**Prompt:**
Copy the records below exactly, leaving out any pictures.

**Supplied data:**

***

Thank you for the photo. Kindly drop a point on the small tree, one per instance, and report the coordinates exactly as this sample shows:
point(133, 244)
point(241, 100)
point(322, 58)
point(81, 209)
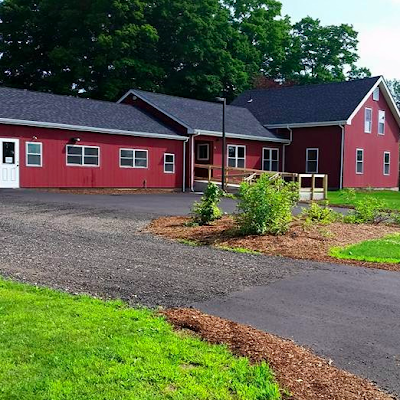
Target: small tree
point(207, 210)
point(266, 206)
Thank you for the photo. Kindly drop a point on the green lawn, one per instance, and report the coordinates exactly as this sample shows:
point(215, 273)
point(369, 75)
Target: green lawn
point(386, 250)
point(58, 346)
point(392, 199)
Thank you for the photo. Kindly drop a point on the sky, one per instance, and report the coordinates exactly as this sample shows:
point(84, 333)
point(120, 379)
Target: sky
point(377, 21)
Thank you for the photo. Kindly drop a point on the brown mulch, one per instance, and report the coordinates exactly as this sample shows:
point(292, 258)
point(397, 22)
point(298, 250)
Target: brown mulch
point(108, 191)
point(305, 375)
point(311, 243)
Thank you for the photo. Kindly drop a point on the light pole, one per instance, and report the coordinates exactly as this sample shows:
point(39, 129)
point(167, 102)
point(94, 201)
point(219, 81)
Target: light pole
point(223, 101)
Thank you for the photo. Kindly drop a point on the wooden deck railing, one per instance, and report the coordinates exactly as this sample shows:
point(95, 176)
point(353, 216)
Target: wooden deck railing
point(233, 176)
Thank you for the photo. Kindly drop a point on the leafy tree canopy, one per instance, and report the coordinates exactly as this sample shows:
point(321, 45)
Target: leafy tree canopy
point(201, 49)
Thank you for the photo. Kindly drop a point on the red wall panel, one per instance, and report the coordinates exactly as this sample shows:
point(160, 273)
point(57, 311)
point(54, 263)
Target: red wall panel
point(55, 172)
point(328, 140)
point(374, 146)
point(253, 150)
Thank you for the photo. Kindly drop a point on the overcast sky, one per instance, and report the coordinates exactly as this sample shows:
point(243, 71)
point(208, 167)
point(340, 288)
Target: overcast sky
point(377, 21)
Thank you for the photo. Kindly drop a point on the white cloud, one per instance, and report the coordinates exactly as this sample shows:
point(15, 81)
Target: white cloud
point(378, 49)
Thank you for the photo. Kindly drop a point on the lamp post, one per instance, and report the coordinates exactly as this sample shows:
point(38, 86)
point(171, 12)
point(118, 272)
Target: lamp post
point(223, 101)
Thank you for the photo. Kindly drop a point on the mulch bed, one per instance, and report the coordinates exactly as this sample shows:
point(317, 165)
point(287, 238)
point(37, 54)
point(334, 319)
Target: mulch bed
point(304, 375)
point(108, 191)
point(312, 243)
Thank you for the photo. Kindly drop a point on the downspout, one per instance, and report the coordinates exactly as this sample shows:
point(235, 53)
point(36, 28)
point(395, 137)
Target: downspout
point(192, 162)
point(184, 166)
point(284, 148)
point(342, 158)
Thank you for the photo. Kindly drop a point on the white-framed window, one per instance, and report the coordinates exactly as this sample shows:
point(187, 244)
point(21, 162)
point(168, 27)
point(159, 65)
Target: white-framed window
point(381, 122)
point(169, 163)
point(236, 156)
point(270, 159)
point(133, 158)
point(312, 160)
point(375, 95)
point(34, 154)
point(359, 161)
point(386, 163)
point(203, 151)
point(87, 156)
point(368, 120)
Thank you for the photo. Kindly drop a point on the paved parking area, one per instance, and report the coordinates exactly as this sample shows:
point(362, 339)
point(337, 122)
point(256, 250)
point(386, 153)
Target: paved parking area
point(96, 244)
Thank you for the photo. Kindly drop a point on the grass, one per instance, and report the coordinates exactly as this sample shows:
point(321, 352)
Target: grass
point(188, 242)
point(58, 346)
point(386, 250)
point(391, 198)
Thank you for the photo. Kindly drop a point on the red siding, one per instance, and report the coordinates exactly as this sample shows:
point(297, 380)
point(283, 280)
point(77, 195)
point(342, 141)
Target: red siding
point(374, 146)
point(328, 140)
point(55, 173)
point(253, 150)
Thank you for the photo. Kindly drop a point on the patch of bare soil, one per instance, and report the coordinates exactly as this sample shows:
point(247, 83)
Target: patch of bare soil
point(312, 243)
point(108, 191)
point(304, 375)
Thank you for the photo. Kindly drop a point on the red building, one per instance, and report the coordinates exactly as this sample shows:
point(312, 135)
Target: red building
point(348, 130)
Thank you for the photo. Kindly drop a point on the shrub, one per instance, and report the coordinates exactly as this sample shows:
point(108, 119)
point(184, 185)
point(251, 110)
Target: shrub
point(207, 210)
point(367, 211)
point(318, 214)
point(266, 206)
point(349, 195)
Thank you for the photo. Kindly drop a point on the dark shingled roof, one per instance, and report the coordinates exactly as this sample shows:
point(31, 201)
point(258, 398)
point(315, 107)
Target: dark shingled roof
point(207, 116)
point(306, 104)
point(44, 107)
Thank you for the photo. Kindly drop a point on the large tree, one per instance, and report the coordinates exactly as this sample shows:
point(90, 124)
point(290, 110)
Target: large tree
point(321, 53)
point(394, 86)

***

**Solution:**
Thank you for the photo. Kindly drop a point on the small tree, one per instance, and report the coordinates exactly as this sample shows:
point(133, 244)
point(241, 100)
point(322, 58)
point(81, 209)
Target: small tree
point(207, 210)
point(266, 206)
Thank you for the photo. Kindly drop a point on the green lawn, one per instance, and report the coordinates exactly as this sample shows:
point(215, 273)
point(369, 75)
Target: green lawn
point(386, 250)
point(58, 346)
point(392, 199)
Thank you for the photo. Kindly drop a point on the sky, one per instance, and report the coordinates exactly as this sample shows:
point(84, 333)
point(120, 379)
Target: sky
point(377, 21)
Thank you for the photo. Kindly drop a point on the brown mulch, one per instance, and report the coordinates exactly as this sample shows:
point(292, 258)
point(397, 22)
point(298, 250)
Target: brown mulch
point(108, 191)
point(305, 375)
point(311, 243)
Thank you for the photo. Kindly drop a point on the light pole, one per instance, and report the coordinates exactly as this sample shows:
point(39, 129)
point(167, 102)
point(94, 201)
point(219, 81)
Target: light pole
point(223, 101)
Thank you for the photo. Kindly drop a point on the wooden deck railing, one per instance, and report the coordinates exactly as this sample shows:
point(95, 176)
point(353, 216)
Target: wooden deck railing
point(233, 176)
Thank you for the photo. Kindly drop a point on the leafy tree canopy, one per instance, and report the coordinates exactly as this sample shows:
point(321, 45)
Target: leafy tree canopy
point(201, 49)
Thank you for the photo. Kindly drop a point on the red wall panel, one per instance, and report the coordinates exactly as this sample shows:
point(160, 273)
point(57, 311)
point(54, 263)
Target: red wall panel
point(55, 172)
point(328, 140)
point(374, 146)
point(253, 150)
Thank you for the photo. Kindly drop a point on the overcast sky, one per instance, and report the coordinates exactly as this sample shows:
point(243, 71)
point(208, 167)
point(340, 288)
Target: overcast sky
point(377, 21)
Thank you for the photo. Kindly drop a point on the white cloud, one per instance, and report the coordinates exactly as this sample shows:
point(15, 81)
Target: white cloud
point(378, 49)
Thank you for the photo. Kindly drop a point on the lamp post, one per instance, and report the coordinates exactly as this sample shows:
point(38, 86)
point(171, 12)
point(118, 272)
Target: lamp post
point(223, 101)
Thank you for the photo. Kindly drop a point on the mulch bed, one per instance, and report the coordinates exactly as this sample shows:
point(317, 165)
point(287, 238)
point(37, 54)
point(334, 319)
Target: mulch bed
point(304, 375)
point(108, 191)
point(312, 243)
Thank you for the photo. Kindly drop a point on the downspout, one per instance, and report the coordinates exactly as this sample shows:
point(235, 53)
point(36, 28)
point(395, 137)
Target: downspout
point(192, 162)
point(184, 166)
point(284, 148)
point(342, 158)
Thank you for the photo. Kindly drop a point on the white-framed window, one per instance, and report the coordinates exactly as this sample shows:
point(187, 244)
point(21, 162)
point(168, 27)
point(159, 65)
Target: white-framed window
point(381, 122)
point(169, 163)
point(236, 156)
point(270, 159)
point(133, 158)
point(312, 160)
point(375, 95)
point(34, 154)
point(359, 161)
point(386, 163)
point(203, 151)
point(87, 156)
point(368, 120)
Thank you for the photo. Kindly drop a point on the paved parking area, one per instance, and report the coordinates exactly as this sample shows:
point(362, 339)
point(337, 122)
point(256, 250)
point(386, 153)
Target: paved parking area
point(96, 244)
Thank you for the photo. Kindly drop a point on the grass, one per instance, and report the coordinates exactly as this sample shows:
point(321, 352)
Target: grass
point(188, 242)
point(58, 346)
point(386, 250)
point(391, 198)
Thank you for the photo. Kindly drop a point on the red siding, one per instance, and report the coordinates exactly as this sample shows:
point(297, 380)
point(283, 280)
point(77, 195)
point(342, 141)
Target: red siding
point(374, 146)
point(328, 140)
point(55, 173)
point(253, 150)
Thank you for the photo. Kindly drop a point on the patch of bare soil, one per instance, and report the coordinates exactly as this sample shows:
point(247, 83)
Target: patch of bare soil
point(312, 243)
point(108, 191)
point(304, 375)
Thank you for the photo. Kindly drop a point on the red building, one per instance, and report the coordinates exactly as this sample shows:
point(312, 135)
Target: red building
point(348, 130)
Thank you for the photo. Kindly drop a point on the shrub, one per instance, and report the coordinates exactly as this sample shows:
point(108, 119)
point(184, 185)
point(251, 110)
Target: shrub
point(207, 210)
point(367, 211)
point(318, 214)
point(266, 206)
point(349, 195)
Thank you for the photo. Kindly drop a point on the dark shingled roof, one per instance, and report the coordinates exactly as this sample shows:
point(31, 201)
point(258, 398)
point(315, 107)
Target: dark shingled roof
point(207, 116)
point(306, 104)
point(44, 107)
Thank you for the photo. Kindly drop a point on the large tree, one per instance, and report the coordinates exactly as this sample shows:
point(90, 124)
point(290, 110)
Target: large tree
point(321, 53)
point(394, 86)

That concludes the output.